Problem details: Leave out the pictures and repeat everything else in the records exactly.

::: Record excerpts

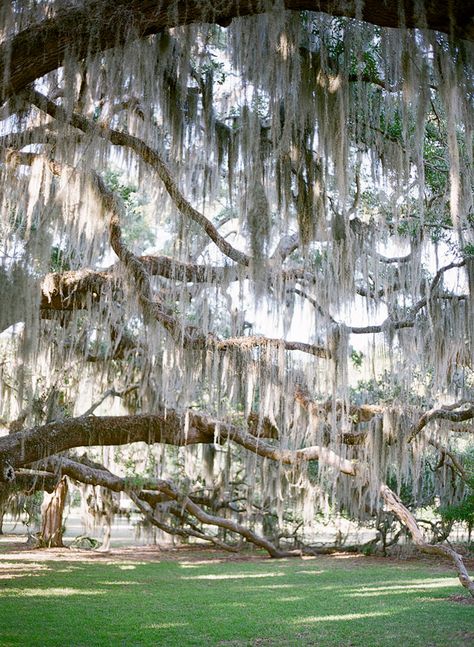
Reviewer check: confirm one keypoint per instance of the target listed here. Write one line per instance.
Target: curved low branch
(95, 476)
(394, 504)
(166, 426)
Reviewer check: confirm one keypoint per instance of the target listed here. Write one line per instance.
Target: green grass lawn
(197, 601)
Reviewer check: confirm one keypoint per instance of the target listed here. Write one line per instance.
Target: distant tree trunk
(51, 534)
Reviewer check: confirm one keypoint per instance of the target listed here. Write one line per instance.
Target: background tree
(309, 178)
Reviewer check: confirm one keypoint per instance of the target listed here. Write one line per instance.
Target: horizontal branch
(443, 413)
(94, 476)
(166, 426)
(394, 504)
(150, 157)
(97, 25)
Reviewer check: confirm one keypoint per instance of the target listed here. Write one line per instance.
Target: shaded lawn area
(200, 600)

::::::

Completed task:
Reviewer check: confirm one keypoint per instance of the target listed here. Write one line per instance.
Target: curved low branch
(95, 476)
(394, 504)
(166, 426)
Reviewer check: confirm one keypoint per instance of the target listed here. Write one line per instance.
Target: green grass lawn
(197, 601)
Reviewer check: confirm one keypoint per instance of the target listed here. Write one line per instance.
Target: distant tree trunk
(51, 534)
Reviewer check: confirm one keypoint per instance of the target listed here. Write one line per instance.
Target: background tree
(309, 178)
Reviewer check: confirm one keypoint per instance of the target listed here. Write one line per instance.
Target: horizontal branch
(443, 413)
(94, 476)
(166, 426)
(394, 504)
(150, 157)
(97, 25)
Reviewer check: confirm one keypoint per instance of the target listed here. Write one line per instance.
Target: shaded lawn area
(200, 600)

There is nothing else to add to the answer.